# Start of PROVIDED DATA
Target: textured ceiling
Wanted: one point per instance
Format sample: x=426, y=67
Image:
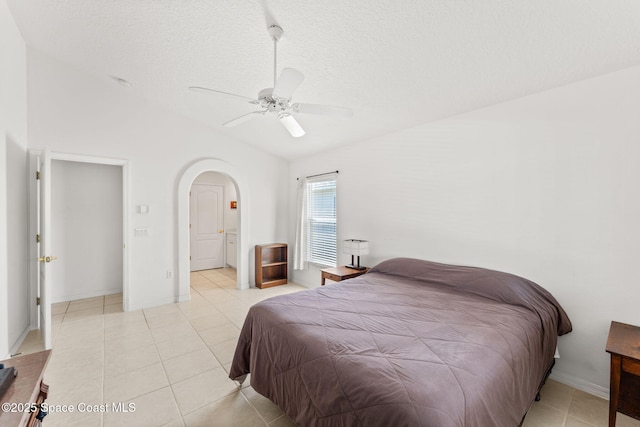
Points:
x=396, y=63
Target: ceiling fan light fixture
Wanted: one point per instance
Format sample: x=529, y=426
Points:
x=122, y=82
x=291, y=125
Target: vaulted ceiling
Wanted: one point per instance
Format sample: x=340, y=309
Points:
x=395, y=63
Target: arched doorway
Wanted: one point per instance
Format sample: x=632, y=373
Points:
x=184, y=185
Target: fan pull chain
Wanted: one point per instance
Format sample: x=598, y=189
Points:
x=275, y=60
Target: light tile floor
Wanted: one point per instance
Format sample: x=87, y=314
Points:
x=171, y=362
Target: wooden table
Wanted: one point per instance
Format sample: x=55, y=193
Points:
x=624, y=346
x=338, y=274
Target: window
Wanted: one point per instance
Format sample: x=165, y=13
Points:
x=321, y=220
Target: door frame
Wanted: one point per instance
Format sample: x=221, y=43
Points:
x=185, y=180
x=219, y=217
x=33, y=248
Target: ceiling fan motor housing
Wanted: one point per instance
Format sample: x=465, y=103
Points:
x=273, y=103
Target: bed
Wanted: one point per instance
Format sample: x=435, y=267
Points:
x=410, y=343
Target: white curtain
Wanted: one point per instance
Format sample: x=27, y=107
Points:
x=300, y=245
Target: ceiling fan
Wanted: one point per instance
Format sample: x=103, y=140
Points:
x=277, y=100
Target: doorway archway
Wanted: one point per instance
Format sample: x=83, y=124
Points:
x=184, y=185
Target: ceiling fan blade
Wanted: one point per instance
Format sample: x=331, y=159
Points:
x=324, y=110
x=219, y=92
x=291, y=124
x=241, y=119
x=287, y=83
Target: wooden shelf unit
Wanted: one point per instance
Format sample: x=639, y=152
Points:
x=271, y=265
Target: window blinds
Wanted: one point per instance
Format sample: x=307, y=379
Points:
x=321, y=220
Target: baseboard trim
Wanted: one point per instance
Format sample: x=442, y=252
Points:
x=577, y=383
x=74, y=297
x=16, y=346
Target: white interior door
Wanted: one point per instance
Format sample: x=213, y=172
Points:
x=207, y=226
x=44, y=247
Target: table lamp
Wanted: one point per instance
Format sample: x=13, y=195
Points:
x=355, y=248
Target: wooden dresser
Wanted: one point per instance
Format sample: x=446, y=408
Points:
x=26, y=392
x=624, y=346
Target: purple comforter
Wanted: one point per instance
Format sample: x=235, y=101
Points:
x=411, y=343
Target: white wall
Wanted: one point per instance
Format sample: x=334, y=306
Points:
x=545, y=187
x=14, y=290
x=86, y=230
x=73, y=112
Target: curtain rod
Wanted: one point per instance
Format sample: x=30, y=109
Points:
x=320, y=174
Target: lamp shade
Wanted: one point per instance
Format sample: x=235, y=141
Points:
x=355, y=247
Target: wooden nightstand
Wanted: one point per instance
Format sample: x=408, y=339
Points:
x=624, y=346
x=338, y=274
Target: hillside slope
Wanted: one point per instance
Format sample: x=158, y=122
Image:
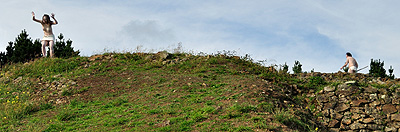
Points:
x=164, y=92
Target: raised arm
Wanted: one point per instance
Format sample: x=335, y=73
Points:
x=55, y=21
x=34, y=19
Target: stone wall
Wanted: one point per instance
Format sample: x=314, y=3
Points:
x=351, y=106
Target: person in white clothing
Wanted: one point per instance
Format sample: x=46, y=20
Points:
x=48, y=39
x=353, y=65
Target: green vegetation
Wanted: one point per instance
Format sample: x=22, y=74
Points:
x=24, y=49
x=297, y=67
x=147, y=92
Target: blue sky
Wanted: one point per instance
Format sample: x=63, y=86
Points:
x=318, y=33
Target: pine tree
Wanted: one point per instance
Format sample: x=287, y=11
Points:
x=63, y=48
x=23, y=49
x=391, y=75
x=376, y=68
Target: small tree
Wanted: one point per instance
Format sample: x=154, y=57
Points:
x=64, y=49
x=391, y=75
x=376, y=68
x=297, y=67
x=22, y=49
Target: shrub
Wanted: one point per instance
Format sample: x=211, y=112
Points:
x=377, y=69
x=63, y=48
x=297, y=67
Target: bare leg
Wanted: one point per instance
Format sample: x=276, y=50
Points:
x=51, y=45
x=44, y=48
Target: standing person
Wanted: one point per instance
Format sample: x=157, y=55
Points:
x=353, y=65
x=48, y=39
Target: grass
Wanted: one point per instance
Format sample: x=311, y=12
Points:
x=128, y=92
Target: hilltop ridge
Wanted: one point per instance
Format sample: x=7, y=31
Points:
x=184, y=92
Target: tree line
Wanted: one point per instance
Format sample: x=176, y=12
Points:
x=24, y=49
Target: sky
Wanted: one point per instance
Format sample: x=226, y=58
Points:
x=317, y=33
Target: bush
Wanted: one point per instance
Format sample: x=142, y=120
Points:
x=297, y=67
x=377, y=69
x=63, y=48
x=24, y=49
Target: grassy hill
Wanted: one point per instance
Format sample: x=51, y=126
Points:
x=154, y=92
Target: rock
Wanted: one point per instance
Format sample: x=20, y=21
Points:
x=356, y=110
x=359, y=102
x=395, y=117
x=390, y=129
x=396, y=101
x=149, y=57
x=355, y=116
x=370, y=89
x=329, y=105
x=329, y=88
x=389, y=109
x=375, y=103
x=342, y=107
x=374, y=127
x=368, y=120
x=373, y=97
x=334, y=130
x=322, y=98
x=333, y=123
x=17, y=80
x=351, y=83
x=163, y=55
x=346, y=121
x=57, y=76
x=336, y=115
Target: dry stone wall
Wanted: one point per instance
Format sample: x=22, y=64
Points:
x=350, y=106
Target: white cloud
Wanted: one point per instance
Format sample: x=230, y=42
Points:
x=315, y=32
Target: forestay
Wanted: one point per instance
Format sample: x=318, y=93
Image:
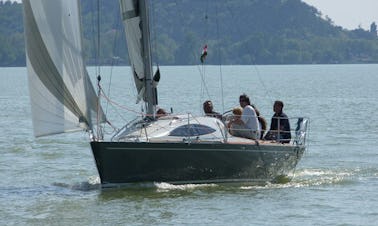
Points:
x=62, y=96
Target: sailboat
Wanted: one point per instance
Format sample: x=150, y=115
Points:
x=176, y=149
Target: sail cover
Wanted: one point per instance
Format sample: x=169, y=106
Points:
x=62, y=96
x=133, y=24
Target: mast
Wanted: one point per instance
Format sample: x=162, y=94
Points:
x=144, y=14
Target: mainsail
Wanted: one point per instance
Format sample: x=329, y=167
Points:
x=136, y=23
x=62, y=96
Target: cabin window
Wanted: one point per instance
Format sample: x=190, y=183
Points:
x=191, y=130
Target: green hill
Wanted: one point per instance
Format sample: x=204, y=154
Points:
x=236, y=32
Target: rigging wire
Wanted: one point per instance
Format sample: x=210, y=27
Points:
x=268, y=94
x=220, y=57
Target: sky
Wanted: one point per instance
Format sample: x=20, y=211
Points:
x=349, y=14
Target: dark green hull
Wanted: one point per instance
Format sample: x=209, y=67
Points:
x=121, y=163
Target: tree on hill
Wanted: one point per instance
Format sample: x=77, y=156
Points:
x=236, y=32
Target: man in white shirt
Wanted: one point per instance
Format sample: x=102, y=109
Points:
x=249, y=119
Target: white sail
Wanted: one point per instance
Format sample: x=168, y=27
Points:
x=135, y=19
x=62, y=96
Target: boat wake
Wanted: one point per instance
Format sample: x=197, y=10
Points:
x=93, y=183
x=165, y=187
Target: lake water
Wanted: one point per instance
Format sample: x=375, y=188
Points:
x=53, y=180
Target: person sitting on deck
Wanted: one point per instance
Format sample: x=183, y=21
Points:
x=262, y=121
x=279, y=126
x=236, y=129
x=248, y=123
x=209, y=110
x=160, y=113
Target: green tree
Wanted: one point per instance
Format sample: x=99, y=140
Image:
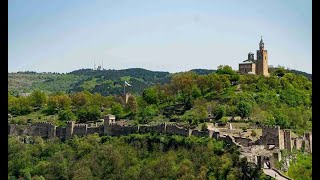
# End of PROVIDED DATA
_DIRECTION_
Rewrite all the records with "Format sample" changed to "Example format" and everything else kept the same. Leave the pictures out of your answer.

_OUTPUT OF THE EXERCISE_
Target: textured ceiling
Wanted: one point per instance
Example format: x=426, y=67
Image:
Points:
x=396, y=63
Target: ceiling fan light fixture
Wanted: one point per instance
Example format: x=529, y=426
Points:
x=122, y=82
x=291, y=125
Target: vaulted ceiling
Wanted: one point per instance
Example format: x=340, y=309
Points:
x=395, y=63
Target: arched doorway
Wanted: one point per instance
Example format: x=632, y=373
Points:
x=184, y=185
Target: fan pull chain
Wanted: one point per instance
Example format: x=598, y=189
Points:
x=275, y=60
Target: light tile floor
Wanted: one point per instance
Example format: x=87, y=314
Points:
x=171, y=362
Target: wooden table
Wanted: one point per instance
Example format: x=55, y=193
Points:
x=624, y=346
x=338, y=274
Target: window
Wanted: one point per instance
Example format: x=165, y=13
Points:
x=321, y=220
Target: door frame
Wanted: one point per instance
Example format: x=221, y=43
Points:
x=185, y=180
x=219, y=217
x=33, y=248
Target: ceiling fan motor housing
Wanted: one point per instance
Example format: x=465, y=103
Points:
x=273, y=103
Target: bed
Wanted: one point per instance
Example format: x=435, y=267
Points:
x=410, y=343
Target: white curtain
Wanted: one point per instance
Example format: x=27, y=107
Points:
x=300, y=245
Target: ceiling fan
Wanted: one point per instance
Example format: x=103, y=140
Points:
x=277, y=100
Target: doorway archway
Wanted: one point per instance
Example format: x=83, y=124
Points:
x=184, y=185
Target: ceiling fan blade
Wanted: one point per instance
Example format: x=331, y=159
Points:
x=324, y=110
x=219, y=92
x=291, y=124
x=241, y=119
x=287, y=83
Target: wooden shelf unit
Wanted: one point per instance
Example format: x=639, y=152
Points:
x=271, y=265
Target: window blinds
Wanted: one point per instance
Example format: x=307, y=379
Points:
x=321, y=220
Target: baseboard trim
Wanted: one point per instance
Example format: x=442, y=252
Points:
x=577, y=383
x=74, y=297
x=16, y=346
Target: white interior door
Wanted: one point per instance
Example format: x=213, y=172
Points:
x=207, y=226
x=44, y=247
Target: table lamp
Wanted: one point per instance
Example format: x=13, y=195
Points:
x=355, y=248
Target: wooden dresser
Wanted: one point per instance
Example format: x=446, y=408
Points:
x=26, y=392
x=624, y=346
Target: purple comforter
Wanted: one point per instance
Example format: x=235, y=101
Points:
x=411, y=343
Target: white wall
Wanted: one point per instance
Example format: x=334, y=306
Points:
x=545, y=187
x=14, y=290
x=86, y=230
x=73, y=112
Target: curtain rod
Wanted: one point per instance
Example format: x=30, y=109
Points:
x=320, y=174
Target: lamp shade
Wanted: one point per instance
Example format: x=235, y=141
Points:
x=355, y=247
Target: wooden nightstand
Wanted: one point per instance
Example format: x=408, y=339
Points:
x=624, y=346
x=338, y=274
Target: hillside slope
Wanted: one point per instance
Example format: x=158, y=122
Image:
Points:
x=164, y=92
Target: raised arm
Wanted: one point per instance
Example format: x=335, y=73
Points:
x=55, y=21
x=34, y=19
Target: stone wall
Wanted: one point per instance
Example format: x=314, y=3
Points:
x=351, y=106
Target: person in white clothing
Wanted: one point per instance
Example format: x=46, y=20
Points:
x=48, y=39
x=353, y=65
Target: green vegetation
Wanted: one point per instance
Example format: x=22, y=74
Points:
x=24, y=49
x=297, y=67
x=147, y=92
Target: blue sky
Wanted: one point per instance
Example format: x=63, y=86
Points:
x=318, y=33
Target: pine tree
Wanted: one point per instance
Example format: x=287, y=11
Points:
x=63, y=48
x=23, y=49
x=391, y=75
x=376, y=68
Target: small tree
Wanted: one point per instance
Example format: x=154, y=57
Points:
x=64, y=49
x=391, y=75
x=376, y=68
x=297, y=67
x=22, y=49
Target: shrub
Wanted: one point per instance
Example format: x=211, y=112
Points:
x=377, y=69
x=63, y=48
x=297, y=67
Target: bare leg
Wanted: one point per instance
Example format: x=276, y=50
Points:
x=51, y=45
x=44, y=48
Target: standing person
Wanted: one point per instance
Example format: x=157, y=55
Points:
x=353, y=65
x=48, y=39
Target: grass
Wanted: one point per instance
Example format: x=311, y=12
Points:
x=128, y=92
Target: hilltop ridge
Wanted: one point per instance
Example format: x=7, y=31
Points:
x=184, y=92
Target: tree line
Wanted: one point per instance
Example format: x=176, y=12
Points:
x=24, y=49
Target: sky
Wanted: one point per instance
Example format: x=226, y=58
Points:
x=317, y=33
Target: bush
Wanted: one point per instance
Example format: x=142, y=120
Points:
x=297, y=67
x=377, y=69
x=63, y=48
x=24, y=49
Target: grassy hill
Wanted: one point per instance
Example format: x=51, y=126
Points:
x=154, y=92
Target: rock
Wanted: one point per instance
Example format: x=20, y=21
Points:
x=356, y=110
x=359, y=102
x=395, y=117
x=390, y=129
x=396, y=101
x=149, y=57
x=355, y=116
x=370, y=89
x=329, y=105
x=329, y=88
x=389, y=109
x=375, y=103
x=342, y=107
x=374, y=127
x=368, y=120
x=373, y=97
x=334, y=130
x=322, y=98
x=333, y=123
x=17, y=80
x=351, y=83
x=163, y=55
x=346, y=121
x=57, y=76
x=336, y=115
Target: dry stone wall
Wanted: one point per instance
Example format: x=22, y=64
Points:
x=350, y=106
Target: white cloud
Wanted: one point per instance
Example format: x=230, y=42
Points:
x=315, y=32
Target: forestay
Wanted: one point per instance
Example format: x=318, y=93
Image:
Points:
x=62, y=96
Target: sailboat
Wanted: one point per instance
Example format: x=150, y=115
Points:
x=176, y=149
Target: sail cover
Wanted: one point per instance
Example format: x=169, y=106
Points:
x=62, y=96
x=133, y=24
Target: mast
Wanted: one point per instance
Example format: x=162, y=94
Points:
x=144, y=14
Target: mainsail
Wanted: one point per instance
Example format: x=329, y=167
Points:
x=136, y=23
x=62, y=96
Target: cabin window
Wanted: one point per instance
Example format: x=190, y=183
Points:
x=191, y=130
Target: green hill
Wanted: one point per instance
Example format: x=204, y=154
Points:
x=236, y=32
Target: rigging wire
Wanted: one point per instance
Example format: x=210, y=27
Points:
x=268, y=94
x=220, y=57
Target: sky
Wanted: one point per instance
Example format: x=20, y=211
Points:
x=349, y=14
Target: dark green hull
Wanted: one point per instance
Example format: x=209, y=67
Points:
x=121, y=163
Target: tree on hill
Wanted: one point per instance
Example format: x=77, y=156
Points:
x=236, y=32
Target: man in white shirt
Wanted: one point per instance
Example format: x=102, y=109
Points:
x=249, y=119
Target: white sail
Wanted: one point per instance
Example format: x=168, y=27
Points:
x=135, y=19
x=62, y=96
Target: boat wake
Wanted: one point per instance
Example format: x=197, y=10
Points:
x=93, y=183
x=165, y=187
Target: lake water
Wanted: one point per instance
Example format: x=375, y=188
Points:
x=53, y=180
Target: person sitting on deck
Wanted: one point per instance
Example format: x=183, y=21
Points:
x=262, y=121
x=279, y=126
x=236, y=129
x=248, y=123
x=209, y=110
x=160, y=113
Target: green tree
Wanted: one point per instance
Example format: x=99, y=140
Image:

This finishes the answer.